YOUR INSTRUCTIONS — Transcribe the entries below starting at the line containing "One dot marks each instance of the dark gray" and ending at the line containing "[(156, 227), (381, 229), (373, 188)]", both lines included. Copy only those lines, character for character.
• • • • • • •
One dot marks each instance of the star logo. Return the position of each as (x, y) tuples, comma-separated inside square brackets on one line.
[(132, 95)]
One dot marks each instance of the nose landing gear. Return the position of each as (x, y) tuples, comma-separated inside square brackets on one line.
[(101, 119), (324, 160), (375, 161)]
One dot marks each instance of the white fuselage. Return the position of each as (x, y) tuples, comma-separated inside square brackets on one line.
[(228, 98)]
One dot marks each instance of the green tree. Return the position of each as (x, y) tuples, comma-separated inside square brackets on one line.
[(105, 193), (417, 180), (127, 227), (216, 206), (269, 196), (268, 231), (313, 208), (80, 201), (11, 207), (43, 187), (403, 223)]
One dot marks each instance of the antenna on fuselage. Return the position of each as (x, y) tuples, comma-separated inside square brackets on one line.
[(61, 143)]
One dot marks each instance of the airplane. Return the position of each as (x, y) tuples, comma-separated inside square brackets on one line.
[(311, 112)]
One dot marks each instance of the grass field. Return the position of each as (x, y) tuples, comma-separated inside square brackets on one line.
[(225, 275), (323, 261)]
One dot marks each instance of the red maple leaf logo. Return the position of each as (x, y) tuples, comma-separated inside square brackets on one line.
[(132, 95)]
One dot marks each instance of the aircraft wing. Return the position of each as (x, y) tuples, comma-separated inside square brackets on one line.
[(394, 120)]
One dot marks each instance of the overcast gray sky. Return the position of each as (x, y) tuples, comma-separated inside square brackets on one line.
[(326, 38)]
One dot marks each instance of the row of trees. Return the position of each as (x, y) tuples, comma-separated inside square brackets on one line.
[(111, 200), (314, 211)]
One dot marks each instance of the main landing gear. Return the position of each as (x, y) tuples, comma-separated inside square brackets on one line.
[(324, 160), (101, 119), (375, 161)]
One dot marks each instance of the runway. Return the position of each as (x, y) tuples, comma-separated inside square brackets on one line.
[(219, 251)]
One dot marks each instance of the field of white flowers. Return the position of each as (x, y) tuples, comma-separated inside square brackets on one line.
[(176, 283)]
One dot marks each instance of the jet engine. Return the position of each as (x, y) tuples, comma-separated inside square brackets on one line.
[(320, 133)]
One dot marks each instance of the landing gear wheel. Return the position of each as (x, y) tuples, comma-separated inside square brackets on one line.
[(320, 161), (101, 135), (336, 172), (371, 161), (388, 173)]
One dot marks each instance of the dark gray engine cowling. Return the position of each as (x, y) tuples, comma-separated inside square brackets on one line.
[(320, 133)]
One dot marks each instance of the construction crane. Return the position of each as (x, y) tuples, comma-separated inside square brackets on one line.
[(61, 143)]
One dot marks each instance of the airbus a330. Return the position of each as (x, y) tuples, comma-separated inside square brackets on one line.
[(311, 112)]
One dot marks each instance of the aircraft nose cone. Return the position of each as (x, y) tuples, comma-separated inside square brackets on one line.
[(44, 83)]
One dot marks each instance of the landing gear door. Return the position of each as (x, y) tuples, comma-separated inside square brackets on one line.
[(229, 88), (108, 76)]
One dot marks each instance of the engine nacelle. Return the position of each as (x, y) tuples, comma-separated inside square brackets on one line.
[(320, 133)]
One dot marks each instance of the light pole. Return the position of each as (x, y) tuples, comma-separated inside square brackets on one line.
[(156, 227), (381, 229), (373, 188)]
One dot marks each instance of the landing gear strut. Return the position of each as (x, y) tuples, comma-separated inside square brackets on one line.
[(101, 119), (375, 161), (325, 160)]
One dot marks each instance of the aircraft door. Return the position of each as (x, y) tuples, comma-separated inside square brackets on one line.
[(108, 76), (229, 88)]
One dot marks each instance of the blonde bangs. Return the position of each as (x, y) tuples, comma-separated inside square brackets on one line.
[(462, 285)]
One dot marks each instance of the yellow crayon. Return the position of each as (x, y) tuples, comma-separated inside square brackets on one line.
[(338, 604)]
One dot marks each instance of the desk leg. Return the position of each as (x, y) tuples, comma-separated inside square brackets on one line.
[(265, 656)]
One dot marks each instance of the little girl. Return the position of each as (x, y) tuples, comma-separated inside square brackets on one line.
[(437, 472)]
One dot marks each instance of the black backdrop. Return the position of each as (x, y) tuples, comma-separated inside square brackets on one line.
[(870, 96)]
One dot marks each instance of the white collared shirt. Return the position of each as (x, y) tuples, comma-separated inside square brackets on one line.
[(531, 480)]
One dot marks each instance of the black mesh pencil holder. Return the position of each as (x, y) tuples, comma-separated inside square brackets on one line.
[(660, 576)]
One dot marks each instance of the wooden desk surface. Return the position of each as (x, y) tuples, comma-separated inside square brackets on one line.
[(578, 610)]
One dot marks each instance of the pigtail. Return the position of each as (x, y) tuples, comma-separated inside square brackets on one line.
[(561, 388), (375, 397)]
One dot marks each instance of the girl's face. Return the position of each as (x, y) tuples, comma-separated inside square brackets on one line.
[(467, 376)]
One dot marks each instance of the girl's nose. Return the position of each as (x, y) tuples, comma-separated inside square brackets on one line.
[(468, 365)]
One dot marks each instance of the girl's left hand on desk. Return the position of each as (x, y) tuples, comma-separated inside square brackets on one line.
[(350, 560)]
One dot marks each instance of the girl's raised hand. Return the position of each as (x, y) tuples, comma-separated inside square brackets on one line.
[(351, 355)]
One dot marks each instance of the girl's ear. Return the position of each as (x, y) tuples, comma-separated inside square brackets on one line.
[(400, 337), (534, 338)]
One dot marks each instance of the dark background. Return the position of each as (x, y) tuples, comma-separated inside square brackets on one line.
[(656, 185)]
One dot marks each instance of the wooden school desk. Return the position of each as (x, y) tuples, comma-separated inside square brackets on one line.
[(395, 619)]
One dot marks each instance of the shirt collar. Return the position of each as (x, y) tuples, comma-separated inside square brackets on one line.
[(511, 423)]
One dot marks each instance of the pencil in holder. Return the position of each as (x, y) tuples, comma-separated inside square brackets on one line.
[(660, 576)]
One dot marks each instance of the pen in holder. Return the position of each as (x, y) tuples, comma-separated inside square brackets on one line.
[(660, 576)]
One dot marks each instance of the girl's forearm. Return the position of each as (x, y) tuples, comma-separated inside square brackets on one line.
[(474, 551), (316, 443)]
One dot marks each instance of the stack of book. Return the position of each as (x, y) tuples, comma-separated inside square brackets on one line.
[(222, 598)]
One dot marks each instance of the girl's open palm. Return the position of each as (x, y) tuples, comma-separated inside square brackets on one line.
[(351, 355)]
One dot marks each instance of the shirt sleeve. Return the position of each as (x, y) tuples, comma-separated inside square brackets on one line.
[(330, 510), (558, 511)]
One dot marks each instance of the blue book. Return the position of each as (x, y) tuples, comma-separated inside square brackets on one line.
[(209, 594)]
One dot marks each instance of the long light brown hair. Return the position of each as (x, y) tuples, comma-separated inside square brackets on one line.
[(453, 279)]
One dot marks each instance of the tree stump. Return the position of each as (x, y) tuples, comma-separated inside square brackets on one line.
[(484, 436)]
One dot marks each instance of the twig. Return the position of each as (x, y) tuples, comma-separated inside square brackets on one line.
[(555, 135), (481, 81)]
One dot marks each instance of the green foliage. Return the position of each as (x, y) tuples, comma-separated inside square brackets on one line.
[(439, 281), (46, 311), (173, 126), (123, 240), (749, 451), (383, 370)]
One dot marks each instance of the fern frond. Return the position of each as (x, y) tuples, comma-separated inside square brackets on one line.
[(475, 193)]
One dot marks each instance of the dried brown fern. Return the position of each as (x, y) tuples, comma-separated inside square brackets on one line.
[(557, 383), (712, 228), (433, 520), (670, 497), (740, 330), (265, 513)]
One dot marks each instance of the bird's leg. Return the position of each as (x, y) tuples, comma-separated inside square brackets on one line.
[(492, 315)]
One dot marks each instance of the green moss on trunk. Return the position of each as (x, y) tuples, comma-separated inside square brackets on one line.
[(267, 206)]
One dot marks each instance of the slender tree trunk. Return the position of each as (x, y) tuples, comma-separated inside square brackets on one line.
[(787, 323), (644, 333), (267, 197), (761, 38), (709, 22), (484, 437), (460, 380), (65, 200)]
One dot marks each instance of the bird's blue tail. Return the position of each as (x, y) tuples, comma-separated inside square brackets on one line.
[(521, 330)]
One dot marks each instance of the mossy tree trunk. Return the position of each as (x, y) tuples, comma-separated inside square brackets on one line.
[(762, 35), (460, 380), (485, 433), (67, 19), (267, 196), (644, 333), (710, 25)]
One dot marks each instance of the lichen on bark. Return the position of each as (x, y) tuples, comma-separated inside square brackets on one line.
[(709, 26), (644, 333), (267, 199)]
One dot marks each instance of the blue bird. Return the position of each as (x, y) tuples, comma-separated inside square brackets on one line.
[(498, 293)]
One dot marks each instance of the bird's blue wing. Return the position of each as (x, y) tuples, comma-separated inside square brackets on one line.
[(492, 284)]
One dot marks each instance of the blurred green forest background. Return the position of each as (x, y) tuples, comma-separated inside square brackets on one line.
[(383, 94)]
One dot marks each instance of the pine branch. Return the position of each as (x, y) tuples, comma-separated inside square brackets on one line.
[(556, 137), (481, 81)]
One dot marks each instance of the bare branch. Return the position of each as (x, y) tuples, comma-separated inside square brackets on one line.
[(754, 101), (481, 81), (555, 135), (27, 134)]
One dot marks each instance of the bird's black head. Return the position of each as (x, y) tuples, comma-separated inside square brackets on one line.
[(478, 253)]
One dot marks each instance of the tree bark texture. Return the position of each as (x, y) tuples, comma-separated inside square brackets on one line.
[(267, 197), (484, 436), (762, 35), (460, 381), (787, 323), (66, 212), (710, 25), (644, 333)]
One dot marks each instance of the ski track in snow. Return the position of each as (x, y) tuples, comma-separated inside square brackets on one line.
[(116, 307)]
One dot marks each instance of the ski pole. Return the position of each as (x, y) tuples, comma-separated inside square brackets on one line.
• • • • • • •
FINAL RESULT —
One dot marks each instance of the dark gray engine cowling. Return the position of each as (x, y) tuples, comma-separated inside square brackets on one line.
[(320, 133)]
One dot marks each instance of the construction crane. Return the position of each as (x, y) tuples, comma-separated inside square brackets on one line.
[(61, 143)]
One dot marks each instance of the airbus a330. Return the position of each as (x, y) tuples, comma-separated inside square brackets on one line.
[(311, 112)]
One dot marks each instance of the aircraft nose cone. Return the position of each as (x, y) tuples, comma-separated inside square brackets on one line.
[(44, 83)]
One dot marks each instance of the landing gear door. Return the position of each as (x, y) tuples, comma-separated inside square brackets on one line.
[(229, 88), (108, 76)]
One dot marks each instance of the engine nacelle. Return the position of each as (x, y) tuples, comma-separated inside square brackets on one line.
[(320, 133)]
One dot marks each instance of the light pole. Return the position of each as (x, y) tuples, comma-separated inside square brackets on one line.
[(156, 227), (381, 229), (373, 188)]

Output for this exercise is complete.